◆ **ABOUT THIS TASK**
Rewrite the stretch of the Norsk Hydro lawsuit article from "Norwegian multinational Norsk" through "least 20 years.", swapping "refinery" for "plant".

Norwegian multinational Norsk Hydro was accused by Dutch justice this Friday (24) of letting its aluminum refinery in Pará, the largest in the world, pollute a river for years, causing serious health problems for the local population.
Nine victims and the Associação dos Caboclos, Indígenas e Quilombolas da Amazônia (Cainquiama), which represents 11,000 families in the city of Barcarena, are suing Norsk, seven subsidiaries and shareholders – six in the Netherlands – for alleged leaks from the Alunorte refinery for at least 20 years.
“Many people have suffered horrific effects on their health as a result… This was at least two decades ago,” one of the plaintiffs’ lawyers, Marc Krestin, told AFP.
“Some developed various forms of cancer. Others developed skin diseases. Babies were born with their intestines outside their bodies,” he said.
The company denies any fault in the case, which seeks to establish liability. Possible indemnities would be analyzed separately, in another process.
According to the plaintiffs’ lawyers, in 2018, heavy rains led to the overflow of reservoirs and contamination of the city’s water supply system.
“Large amounts of toxic mud turned the river red,” they said in a statement ahead of the trial at the Rotterdam District Court.
The contamination would have led “many of the indigenous tribes to suffer from poor physical health, in addition to removing their source of income and access to food and clean water”, they added.
Brazilian authorities also accused the company of contaminating drinking water in Barcarena, located 110 km from the capital Belém, with bauxite residues and imposed heavy fines.
The alleged victims who testified on Friday include Maria do Socorro da Silva, president of Cainquiama. According to reports, she would have received death threats for her activism.
Norsk Hydro’s vice president of communications, Halvor Molland, stated that the facts concerning the case were already being discussed by Brazilian courts.
“We believe that these issues are most pertinently dealt with locally, in Brazil, and we ask that the Dutch court suspend the case until there is a final decision in the Brazilian cases,” he said in an email sent to AFP.
The complaints “remain unfounded and there is no evidence of contamination in the communities caused by Alunorte related to the rains of February 2018”, Molland claimed.
Deliberations in the Netherlands can take several months.

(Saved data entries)

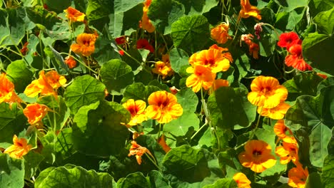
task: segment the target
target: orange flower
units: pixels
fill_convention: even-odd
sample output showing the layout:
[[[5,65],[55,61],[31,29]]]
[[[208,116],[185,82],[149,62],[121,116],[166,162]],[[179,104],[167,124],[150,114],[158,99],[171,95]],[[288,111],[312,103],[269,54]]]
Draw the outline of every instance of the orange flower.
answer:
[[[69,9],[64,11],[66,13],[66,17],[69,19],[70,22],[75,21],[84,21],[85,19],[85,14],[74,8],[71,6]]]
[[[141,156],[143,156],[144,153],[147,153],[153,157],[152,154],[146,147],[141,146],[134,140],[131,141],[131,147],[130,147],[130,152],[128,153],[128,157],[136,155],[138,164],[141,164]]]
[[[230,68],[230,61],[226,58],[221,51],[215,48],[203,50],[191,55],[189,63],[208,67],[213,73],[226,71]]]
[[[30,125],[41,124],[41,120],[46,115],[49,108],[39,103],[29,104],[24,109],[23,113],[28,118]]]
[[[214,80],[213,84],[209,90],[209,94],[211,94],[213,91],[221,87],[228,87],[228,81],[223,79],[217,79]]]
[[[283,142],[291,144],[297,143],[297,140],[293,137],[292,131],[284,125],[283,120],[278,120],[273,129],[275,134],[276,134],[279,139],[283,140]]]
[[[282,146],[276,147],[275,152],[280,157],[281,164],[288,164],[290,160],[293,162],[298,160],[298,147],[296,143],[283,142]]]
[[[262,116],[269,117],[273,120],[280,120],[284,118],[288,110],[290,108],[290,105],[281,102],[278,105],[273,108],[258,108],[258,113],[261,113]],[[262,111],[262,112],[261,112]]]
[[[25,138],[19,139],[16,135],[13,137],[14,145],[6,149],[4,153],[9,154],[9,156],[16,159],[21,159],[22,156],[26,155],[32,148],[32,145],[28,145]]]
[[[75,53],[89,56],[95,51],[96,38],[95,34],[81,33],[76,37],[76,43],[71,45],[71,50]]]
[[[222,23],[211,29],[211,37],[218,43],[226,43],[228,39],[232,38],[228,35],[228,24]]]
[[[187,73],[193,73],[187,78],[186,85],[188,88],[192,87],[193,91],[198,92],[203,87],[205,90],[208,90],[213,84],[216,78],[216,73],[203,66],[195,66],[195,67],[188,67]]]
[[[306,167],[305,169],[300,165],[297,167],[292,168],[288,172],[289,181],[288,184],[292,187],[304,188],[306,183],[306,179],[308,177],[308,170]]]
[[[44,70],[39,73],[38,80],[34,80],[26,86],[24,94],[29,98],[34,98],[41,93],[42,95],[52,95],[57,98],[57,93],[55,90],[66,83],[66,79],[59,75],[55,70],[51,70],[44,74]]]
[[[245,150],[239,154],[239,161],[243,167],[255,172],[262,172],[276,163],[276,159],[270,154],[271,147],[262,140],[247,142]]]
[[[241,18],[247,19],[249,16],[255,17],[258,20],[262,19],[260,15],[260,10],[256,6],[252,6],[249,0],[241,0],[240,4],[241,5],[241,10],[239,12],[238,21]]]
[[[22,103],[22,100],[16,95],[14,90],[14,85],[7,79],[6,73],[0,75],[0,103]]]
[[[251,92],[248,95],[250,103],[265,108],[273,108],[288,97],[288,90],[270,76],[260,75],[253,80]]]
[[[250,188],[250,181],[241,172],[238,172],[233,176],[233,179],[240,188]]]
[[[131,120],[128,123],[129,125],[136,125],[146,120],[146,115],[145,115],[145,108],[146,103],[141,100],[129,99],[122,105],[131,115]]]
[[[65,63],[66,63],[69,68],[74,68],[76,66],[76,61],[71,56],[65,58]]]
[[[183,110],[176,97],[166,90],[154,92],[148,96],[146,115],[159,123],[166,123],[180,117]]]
...
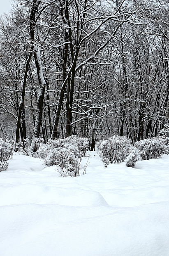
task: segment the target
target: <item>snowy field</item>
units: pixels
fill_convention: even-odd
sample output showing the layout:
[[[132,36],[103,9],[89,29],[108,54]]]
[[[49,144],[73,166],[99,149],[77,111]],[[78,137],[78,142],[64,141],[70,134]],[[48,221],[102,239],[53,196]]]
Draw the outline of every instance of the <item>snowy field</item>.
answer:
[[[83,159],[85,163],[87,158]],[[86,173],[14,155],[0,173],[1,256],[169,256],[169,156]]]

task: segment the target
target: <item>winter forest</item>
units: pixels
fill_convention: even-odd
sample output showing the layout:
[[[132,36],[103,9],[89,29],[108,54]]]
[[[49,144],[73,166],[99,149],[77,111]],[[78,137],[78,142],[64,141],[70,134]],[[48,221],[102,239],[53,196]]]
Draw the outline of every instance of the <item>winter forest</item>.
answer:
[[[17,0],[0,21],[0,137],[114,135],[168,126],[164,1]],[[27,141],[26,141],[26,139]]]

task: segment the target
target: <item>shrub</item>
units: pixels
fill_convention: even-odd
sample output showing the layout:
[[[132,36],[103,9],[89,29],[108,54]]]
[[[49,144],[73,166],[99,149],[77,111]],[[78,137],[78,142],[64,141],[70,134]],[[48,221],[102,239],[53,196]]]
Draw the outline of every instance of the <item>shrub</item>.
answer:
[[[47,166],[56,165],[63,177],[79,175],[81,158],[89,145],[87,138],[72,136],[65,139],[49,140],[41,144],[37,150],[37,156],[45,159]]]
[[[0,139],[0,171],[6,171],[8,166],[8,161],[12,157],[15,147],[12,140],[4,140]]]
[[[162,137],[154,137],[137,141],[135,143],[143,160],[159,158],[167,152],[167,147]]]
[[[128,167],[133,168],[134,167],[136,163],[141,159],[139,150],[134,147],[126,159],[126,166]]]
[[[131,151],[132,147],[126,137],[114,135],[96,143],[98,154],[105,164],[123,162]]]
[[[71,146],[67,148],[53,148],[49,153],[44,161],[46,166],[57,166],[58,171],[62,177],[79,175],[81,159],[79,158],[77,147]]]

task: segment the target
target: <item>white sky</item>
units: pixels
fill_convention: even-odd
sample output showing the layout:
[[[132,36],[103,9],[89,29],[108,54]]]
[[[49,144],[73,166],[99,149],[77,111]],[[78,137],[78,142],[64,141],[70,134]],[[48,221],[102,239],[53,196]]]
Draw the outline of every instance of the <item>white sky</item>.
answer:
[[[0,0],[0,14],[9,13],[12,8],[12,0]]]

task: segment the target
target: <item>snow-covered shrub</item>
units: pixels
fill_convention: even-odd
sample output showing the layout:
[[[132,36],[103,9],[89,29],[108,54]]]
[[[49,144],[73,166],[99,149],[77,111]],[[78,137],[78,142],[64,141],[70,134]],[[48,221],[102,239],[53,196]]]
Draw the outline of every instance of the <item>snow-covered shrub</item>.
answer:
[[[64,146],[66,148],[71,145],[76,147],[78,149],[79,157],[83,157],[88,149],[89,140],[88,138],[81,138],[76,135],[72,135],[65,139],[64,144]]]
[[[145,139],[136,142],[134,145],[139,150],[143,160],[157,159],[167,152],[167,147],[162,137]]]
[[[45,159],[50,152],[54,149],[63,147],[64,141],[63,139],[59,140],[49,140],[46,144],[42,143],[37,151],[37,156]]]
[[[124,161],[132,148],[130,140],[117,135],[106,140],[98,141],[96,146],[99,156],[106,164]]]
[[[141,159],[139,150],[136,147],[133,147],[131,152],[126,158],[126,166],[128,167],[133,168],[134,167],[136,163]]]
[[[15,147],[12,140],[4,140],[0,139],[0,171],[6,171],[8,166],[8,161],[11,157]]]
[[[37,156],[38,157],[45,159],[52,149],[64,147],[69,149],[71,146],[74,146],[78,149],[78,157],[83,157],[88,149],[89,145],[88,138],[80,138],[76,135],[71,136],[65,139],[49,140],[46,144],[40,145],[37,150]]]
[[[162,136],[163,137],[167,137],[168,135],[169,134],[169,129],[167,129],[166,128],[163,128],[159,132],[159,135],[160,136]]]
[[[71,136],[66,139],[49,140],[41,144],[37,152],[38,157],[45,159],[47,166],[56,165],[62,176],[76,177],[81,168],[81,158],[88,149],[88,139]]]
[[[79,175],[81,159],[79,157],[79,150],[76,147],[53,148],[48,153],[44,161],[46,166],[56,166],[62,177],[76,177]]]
...
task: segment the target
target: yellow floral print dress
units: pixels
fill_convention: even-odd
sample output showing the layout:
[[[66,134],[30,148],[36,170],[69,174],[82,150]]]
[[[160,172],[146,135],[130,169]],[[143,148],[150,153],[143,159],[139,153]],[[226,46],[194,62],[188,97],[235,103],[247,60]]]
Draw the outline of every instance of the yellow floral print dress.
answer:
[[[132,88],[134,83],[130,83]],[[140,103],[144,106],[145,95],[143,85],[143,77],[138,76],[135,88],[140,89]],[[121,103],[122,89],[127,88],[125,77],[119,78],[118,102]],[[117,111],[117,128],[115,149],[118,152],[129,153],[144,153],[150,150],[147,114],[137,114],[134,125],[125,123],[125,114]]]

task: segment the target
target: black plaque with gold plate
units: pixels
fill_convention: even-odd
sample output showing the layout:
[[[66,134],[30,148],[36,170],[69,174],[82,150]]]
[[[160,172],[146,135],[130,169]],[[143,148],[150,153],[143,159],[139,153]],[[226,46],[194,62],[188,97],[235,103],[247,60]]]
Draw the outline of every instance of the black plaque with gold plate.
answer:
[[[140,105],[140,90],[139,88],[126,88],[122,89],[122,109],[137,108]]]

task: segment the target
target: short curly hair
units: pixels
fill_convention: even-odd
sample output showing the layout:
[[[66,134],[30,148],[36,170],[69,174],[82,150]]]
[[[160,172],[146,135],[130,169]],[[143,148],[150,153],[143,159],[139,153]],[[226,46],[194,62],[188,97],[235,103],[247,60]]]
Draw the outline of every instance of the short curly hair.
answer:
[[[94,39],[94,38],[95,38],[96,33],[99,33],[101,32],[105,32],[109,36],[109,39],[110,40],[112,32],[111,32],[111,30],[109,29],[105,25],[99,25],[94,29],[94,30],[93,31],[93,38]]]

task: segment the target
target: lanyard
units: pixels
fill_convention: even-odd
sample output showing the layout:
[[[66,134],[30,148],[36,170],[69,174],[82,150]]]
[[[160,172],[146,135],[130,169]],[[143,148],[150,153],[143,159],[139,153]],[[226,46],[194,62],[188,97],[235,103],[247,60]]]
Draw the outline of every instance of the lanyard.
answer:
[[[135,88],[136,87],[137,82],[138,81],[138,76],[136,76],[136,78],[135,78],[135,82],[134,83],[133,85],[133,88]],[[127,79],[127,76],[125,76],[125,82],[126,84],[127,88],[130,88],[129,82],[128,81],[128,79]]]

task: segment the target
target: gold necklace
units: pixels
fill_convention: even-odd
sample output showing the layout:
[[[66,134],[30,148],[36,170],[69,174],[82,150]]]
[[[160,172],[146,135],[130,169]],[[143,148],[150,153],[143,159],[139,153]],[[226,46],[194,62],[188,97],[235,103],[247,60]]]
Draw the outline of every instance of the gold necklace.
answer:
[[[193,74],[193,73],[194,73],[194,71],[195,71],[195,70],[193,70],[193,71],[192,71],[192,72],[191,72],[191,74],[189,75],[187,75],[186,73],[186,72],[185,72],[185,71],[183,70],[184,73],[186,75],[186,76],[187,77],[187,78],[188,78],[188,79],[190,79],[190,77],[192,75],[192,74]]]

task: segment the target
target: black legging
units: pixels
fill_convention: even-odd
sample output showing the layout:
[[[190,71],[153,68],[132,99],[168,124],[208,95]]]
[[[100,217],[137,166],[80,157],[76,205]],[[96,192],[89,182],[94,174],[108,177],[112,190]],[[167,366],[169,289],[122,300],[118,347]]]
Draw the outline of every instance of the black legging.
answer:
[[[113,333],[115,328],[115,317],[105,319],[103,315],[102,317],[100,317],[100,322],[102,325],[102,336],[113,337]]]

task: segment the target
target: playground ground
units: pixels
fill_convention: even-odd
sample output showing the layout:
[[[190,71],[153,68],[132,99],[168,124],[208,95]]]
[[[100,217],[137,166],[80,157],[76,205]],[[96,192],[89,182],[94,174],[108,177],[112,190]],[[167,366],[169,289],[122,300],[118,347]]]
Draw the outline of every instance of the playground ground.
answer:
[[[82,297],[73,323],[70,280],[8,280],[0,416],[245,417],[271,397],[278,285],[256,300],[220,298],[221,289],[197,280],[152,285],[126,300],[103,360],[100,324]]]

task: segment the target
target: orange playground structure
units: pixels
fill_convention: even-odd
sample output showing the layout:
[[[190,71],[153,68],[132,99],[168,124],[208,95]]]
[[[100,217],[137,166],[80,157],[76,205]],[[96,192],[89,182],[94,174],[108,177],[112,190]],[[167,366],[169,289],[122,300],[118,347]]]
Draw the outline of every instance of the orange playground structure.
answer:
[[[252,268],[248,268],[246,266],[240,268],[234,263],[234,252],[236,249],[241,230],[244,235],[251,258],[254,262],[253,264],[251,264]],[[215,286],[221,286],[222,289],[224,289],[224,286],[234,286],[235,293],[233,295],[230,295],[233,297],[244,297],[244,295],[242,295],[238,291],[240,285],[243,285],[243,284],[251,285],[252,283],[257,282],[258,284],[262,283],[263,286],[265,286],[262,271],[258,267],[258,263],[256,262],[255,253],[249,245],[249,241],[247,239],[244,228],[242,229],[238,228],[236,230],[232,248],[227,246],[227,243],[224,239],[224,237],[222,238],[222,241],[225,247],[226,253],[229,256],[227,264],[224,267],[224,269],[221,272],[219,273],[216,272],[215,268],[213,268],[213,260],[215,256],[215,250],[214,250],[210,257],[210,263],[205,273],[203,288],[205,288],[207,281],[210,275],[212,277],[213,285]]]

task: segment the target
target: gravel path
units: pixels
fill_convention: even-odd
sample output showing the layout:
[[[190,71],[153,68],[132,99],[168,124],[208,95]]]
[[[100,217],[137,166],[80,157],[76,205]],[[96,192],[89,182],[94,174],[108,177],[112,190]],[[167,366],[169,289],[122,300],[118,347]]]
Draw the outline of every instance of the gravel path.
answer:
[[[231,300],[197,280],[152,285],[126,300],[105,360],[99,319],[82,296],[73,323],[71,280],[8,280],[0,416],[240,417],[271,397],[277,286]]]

◆ **TASK SOLUTION**
Norwegian multinational Norsk Hydro was accused by Dutch justice this Friday (24) of letting its aluminum plant in Pará, the largest in the world, pollute a river for years, causing serious health problems for the local population.
Nine victims and the Associação dos Caboclos, Indígenas e Quilombolas da Amazônia (Cainquiama), which represents 11,000 families in the city of Barcarena, are suing Norsk, seven subsidiaries and shareholders – six in the Netherlands – for alleged leaks from the Alunorte plant for at least 20 years.